[Problem requirements] Give back each entry word for word, but drop the images.

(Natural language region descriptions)

※ ※ ※

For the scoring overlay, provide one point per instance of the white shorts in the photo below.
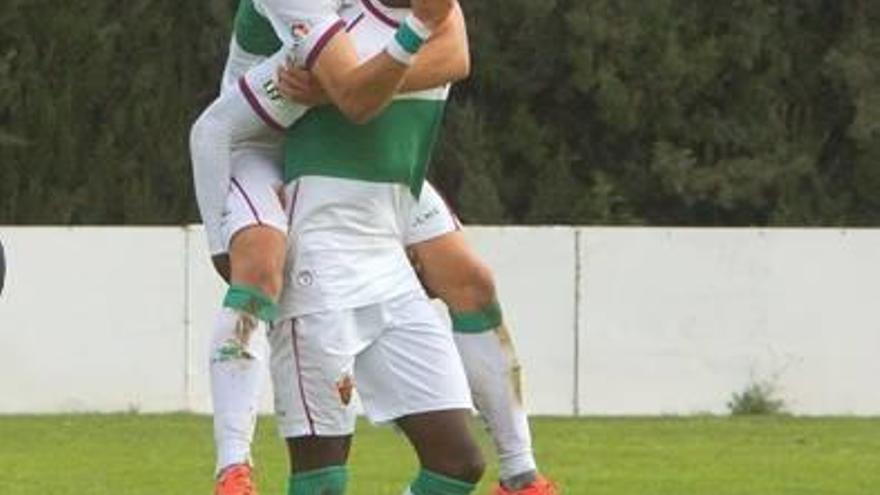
(431, 218)
(397, 355)
(253, 198)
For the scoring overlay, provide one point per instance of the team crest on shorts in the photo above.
(300, 30)
(345, 387)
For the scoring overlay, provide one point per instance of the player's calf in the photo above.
(451, 461)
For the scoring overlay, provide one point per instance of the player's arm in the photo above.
(444, 59)
(361, 91)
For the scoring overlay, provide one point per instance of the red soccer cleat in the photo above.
(235, 480)
(541, 486)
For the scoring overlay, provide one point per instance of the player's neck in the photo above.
(396, 4)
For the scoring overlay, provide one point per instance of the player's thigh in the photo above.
(413, 367)
(313, 375)
(430, 218)
(450, 269)
(255, 221)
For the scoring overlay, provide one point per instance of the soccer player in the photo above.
(450, 270)
(353, 311)
(253, 223)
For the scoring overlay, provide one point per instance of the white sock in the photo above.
(494, 376)
(238, 373)
(228, 121)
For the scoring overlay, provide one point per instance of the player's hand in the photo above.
(301, 86)
(432, 13)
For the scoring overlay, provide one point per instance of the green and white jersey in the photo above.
(393, 147)
(253, 32)
(353, 188)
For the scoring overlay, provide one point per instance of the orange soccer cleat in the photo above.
(541, 486)
(235, 480)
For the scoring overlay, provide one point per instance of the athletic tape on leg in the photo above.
(484, 320)
(428, 483)
(252, 301)
(326, 481)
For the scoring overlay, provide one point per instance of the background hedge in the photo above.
(688, 112)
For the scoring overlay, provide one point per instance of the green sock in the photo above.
(428, 483)
(326, 481)
(485, 319)
(251, 300)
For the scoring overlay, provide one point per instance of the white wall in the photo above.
(674, 321)
(607, 321)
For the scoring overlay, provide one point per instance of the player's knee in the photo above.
(467, 465)
(261, 273)
(203, 129)
(475, 290)
(257, 258)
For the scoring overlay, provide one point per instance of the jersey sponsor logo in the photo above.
(425, 217)
(272, 90)
(300, 30)
(305, 278)
(345, 388)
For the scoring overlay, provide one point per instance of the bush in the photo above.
(756, 399)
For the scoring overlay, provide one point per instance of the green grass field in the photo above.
(170, 455)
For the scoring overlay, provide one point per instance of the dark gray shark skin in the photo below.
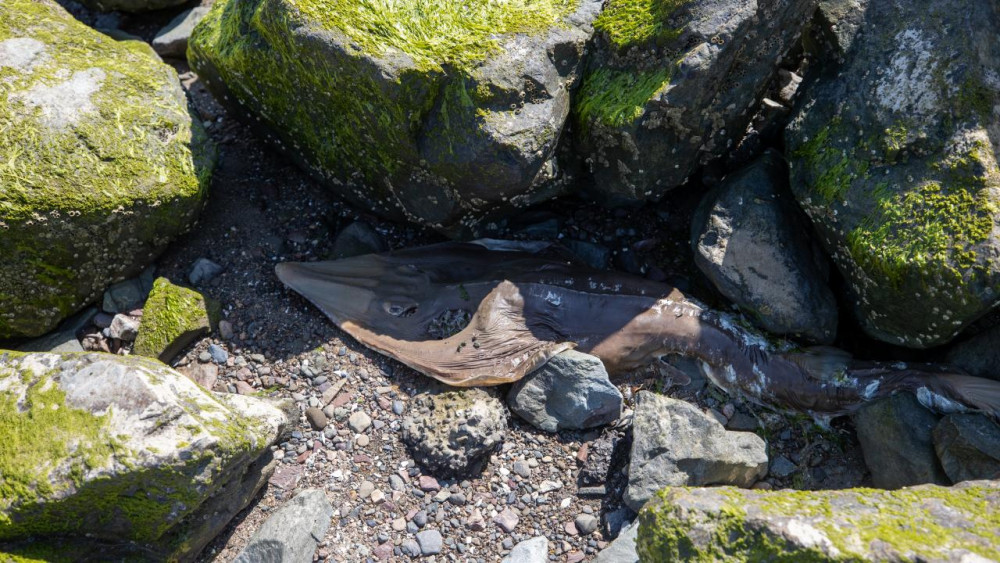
(526, 302)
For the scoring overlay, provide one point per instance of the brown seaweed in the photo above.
(522, 303)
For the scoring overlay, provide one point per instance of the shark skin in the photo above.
(519, 304)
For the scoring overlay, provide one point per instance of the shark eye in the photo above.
(399, 307)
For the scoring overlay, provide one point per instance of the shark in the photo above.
(490, 312)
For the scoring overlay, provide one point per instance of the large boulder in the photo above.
(98, 448)
(439, 113)
(674, 83)
(925, 523)
(893, 156)
(101, 163)
(676, 444)
(749, 240)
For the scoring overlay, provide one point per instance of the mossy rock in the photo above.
(925, 523)
(438, 112)
(672, 84)
(101, 163)
(99, 448)
(893, 156)
(172, 318)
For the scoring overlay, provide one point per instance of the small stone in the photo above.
(359, 421)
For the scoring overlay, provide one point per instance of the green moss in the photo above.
(628, 23)
(434, 32)
(108, 188)
(172, 318)
(615, 98)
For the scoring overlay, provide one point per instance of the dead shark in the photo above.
(490, 312)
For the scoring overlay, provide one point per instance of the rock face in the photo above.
(749, 241)
(968, 446)
(925, 523)
(291, 534)
(893, 157)
(673, 83)
(439, 114)
(124, 450)
(103, 164)
(453, 433)
(174, 317)
(897, 442)
(571, 391)
(675, 444)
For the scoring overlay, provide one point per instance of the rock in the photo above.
(507, 520)
(896, 440)
(203, 271)
(571, 391)
(291, 534)
(124, 327)
(116, 117)
(925, 523)
(674, 84)
(453, 433)
(430, 542)
(169, 463)
(968, 446)
(171, 41)
(674, 444)
(359, 421)
(586, 524)
(892, 156)
(535, 550)
(128, 295)
(440, 132)
(980, 354)
(622, 550)
(749, 240)
(316, 418)
(174, 317)
(357, 239)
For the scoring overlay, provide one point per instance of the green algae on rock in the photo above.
(898, 171)
(120, 450)
(101, 163)
(925, 523)
(173, 317)
(672, 84)
(436, 112)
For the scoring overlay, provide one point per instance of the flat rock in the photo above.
(291, 534)
(924, 523)
(571, 391)
(674, 443)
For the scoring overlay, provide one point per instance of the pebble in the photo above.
(359, 422)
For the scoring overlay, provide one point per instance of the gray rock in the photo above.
(291, 534)
(167, 434)
(622, 550)
(357, 239)
(535, 550)
(203, 271)
(453, 433)
(124, 328)
(750, 241)
(171, 41)
(571, 391)
(896, 439)
(924, 523)
(670, 88)
(430, 542)
(898, 172)
(968, 446)
(443, 139)
(128, 295)
(674, 444)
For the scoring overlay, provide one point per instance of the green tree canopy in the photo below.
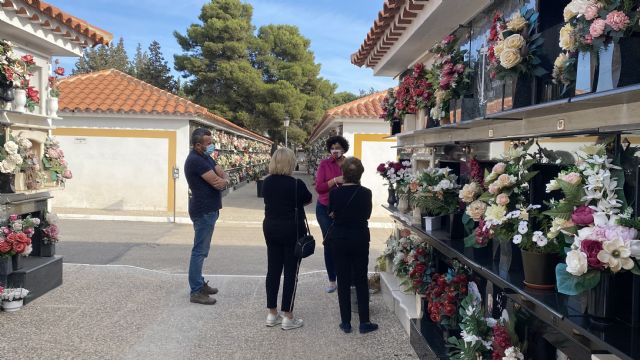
(253, 78)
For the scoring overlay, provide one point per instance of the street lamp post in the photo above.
(286, 130)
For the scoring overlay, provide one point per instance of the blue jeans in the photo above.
(203, 227)
(322, 214)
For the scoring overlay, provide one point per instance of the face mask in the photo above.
(336, 153)
(210, 149)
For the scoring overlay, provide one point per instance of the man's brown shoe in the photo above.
(208, 289)
(201, 298)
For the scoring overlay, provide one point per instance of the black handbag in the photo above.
(305, 244)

※ ※ ※

[Solution to this exercise]
For the scoring overlay, provide one point per instance of the white shorts in the photo below.
(431, 218)
(397, 355)
(253, 198)
For the scoring overlay, provide one point per instance of the team crest on shorts in the photo above.
(300, 30)
(345, 387)
For the scoring overlay, provide one point per instance of the player's calf in the photo above.
(451, 461)
For the scoring overlay, provide one point per instance of the player's arm in the photo above.
(444, 59)
(361, 91)
For the scoring overlay, provide one point per instance of the red soccer cleat in the photo above.
(235, 480)
(541, 486)
For the scoring overlay, provide one point per instance of the player's neck in the photo above.
(396, 4)
For the scoring overlay, provide one point per instance of the player's thigh in the photo above.
(413, 367)
(313, 375)
(430, 218)
(450, 269)
(255, 221)
For the scoring overlay, provide one point per instance of the soccer player in the photo above.
(450, 270)
(353, 311)
(253, 223)
For the scoring overlay, provide one point per instance of the white sock in the photo above.
(494, 376)
(238, 373)
(228, 121)
For the scoring overlay, provide one point per instance of the player's hand in the photo above.
(301, 86)
(432, 13)
For the scoring overlay, provide one point per instance of the green and white jersey in the photo above.
(393, 147)
(253, 32)
(353, 188)
For the scoring overlay, provide one point per instance of the orange soccer cleat in the photo above.
(541, 486)
(235, 480)
For the scoring overlay, provide one point per instance of the athletic tape on leg in the photo above.
(484, 320)
(428, 483)
(252, 301)
(326, 481)
For the scoring overlay, provide one point per instance of the background hedge in the photo above.
(688, 112)
For the scoring overlay, provide one point per instance of the green sock in the photo above.
(428, 483)
(326, 481)
(485, 319)
(251, 300)
For the scoring overlay, provide one point per instance of the white wall in the photo above.
(674, 321)
(607, 321)
For the scoring overlay, provide one point per instance of the player's knee in the photo above.
(467, 465)
(261, 273)
(203, 129)
(475, 290)
(257, 258)
For the scoring overlay, provide one point per instance of the jersey sponsor logo in the photo above.
(425, 217)
(272, 90)
(300, 30)
(305, 278)
(345, 388)
For the scoring overlay, provide one point per instance of the bush in the photo above.
(756, 399)
For the scoring overlay, provide one point per instance of the green grass field in the photo above.
(170, 455)
For the scoring overlay, provide one point per instance of the dark gray shark skin in the photo below.
(526, 302)
For the scoring overlay, provide one point per instance of the brown seaweed in the photo above.
(522, 303)
For the scoring overlay, provide one point per instance of the shark skin in the photo above.
(519, 304)
For the scoring overlay, provide one point per instance of the shark eye in the photo above.
(399, 307)
For the scoring overlay, provide one point per instance of the shark in the photo above.
(490, 312)
For the scoring overlay, provide one point per instance of the large boulder in the photo above.
(98, 448)
(439, 113)
(674, 83)
(925, 523)
(893, 156)
(101, 163)
(676, 444)
(749, 240)
For the scoring overlay, provide one point per instance of the mossy rock in the photo above.
(925, 523)
(438, 112)
(672, 84)
(101, 163)
(99, 448)
(893, 156)
(172, 318)
For the scoring overlay, provide one point per instance of the small stone in the photo above.
(359, 421)
For the scoring overlay, provide one point per instance of the green moss in the photo above.
(628, 23)
(434, 32)
(108, 188)
(172, 318)
(615, 98)
For the scoring overlay, provide one point per instance of the dead shark in the photo above.
(490, 312)
For the scoring overlay, provide one point per instance of the rock face in the photo above.
(749, 241)
(968, 446)
(925, 523)
(291, 534)
(893, 157)
(673, 83)
(439, 114)
(124, 450)
(103, 164)
(453, 433)
(174, 317)
(897, 442)
(571, 391)
(675, 444)
For the scoring overlay, provide one point per instance of the rock in the photo above.
(507, 520)
(896, 440)
(203, 271)
(571, 391)
(291, 534)
(124, 327)
(116, 117)
(925, 523)
(674, 84)
(453, 433)
(430, 542)
(169, 463)
(968, 446)
(171, 41)
(674, 444)
(359, 421)
(586, 524)
(892, 156)
(535, 550)
(128, 295)
(440, 132)
(980, 354)
(622, 550)
(749, 240)
(316, 418)
(174, 317)
(357, 239)
For the scoring overlay, provide one point per instance of the green algae on rock in the photo above.
(898, 171)
(120, 450)
(101, 163)
(925, 523)
(173, 317)
(672, 84)
(436, 112)
For the scoring overlay, provide one point per instance of the flat rock in the photo above.
(291, 534)
(924, 523)
(571, 391)
(674, 443)
For the scoring overlay, provide one point per instance of the pebble in the photo above.
(359, 422)
For the scoring overlay, provide one point per instance of the gray rock in the photo above.
(291, 534)
(167, 434)
(622, 550)
(357, 239)
(535, 550)
(203, 271)
(453, 433)
(124, 328)
(750, 241)
(171, 41)
(571, 391)
(896, 439)
(924, 523)
(670, 88)
(430, 542)
(898, 172)
(968, 446)
(443, 139)
(128, 295)
(674, 444)
For the scoring overlay, provide one point per instance of the green tree canopy in the photo below.
(253, 78)
For the scoring overlay, provide one point per instance of the street lamp post in the photo above.
(286, 130)
For the scoring overlay, provide one point per instance of the blue jeans in the photo above.
(203, 227)
(322, 214)
For the scoring overlay, provide one point per instance of the face mask in the photo above.
(336, 153)
(210, 149)
For the scoring overlay, provide one point per instance of the man's brown shoe in the photo above.
(208, 289)
(201, 298)
For the scoring overlay, provide one point per instance of the black handbag in the photo above.
(305, 244)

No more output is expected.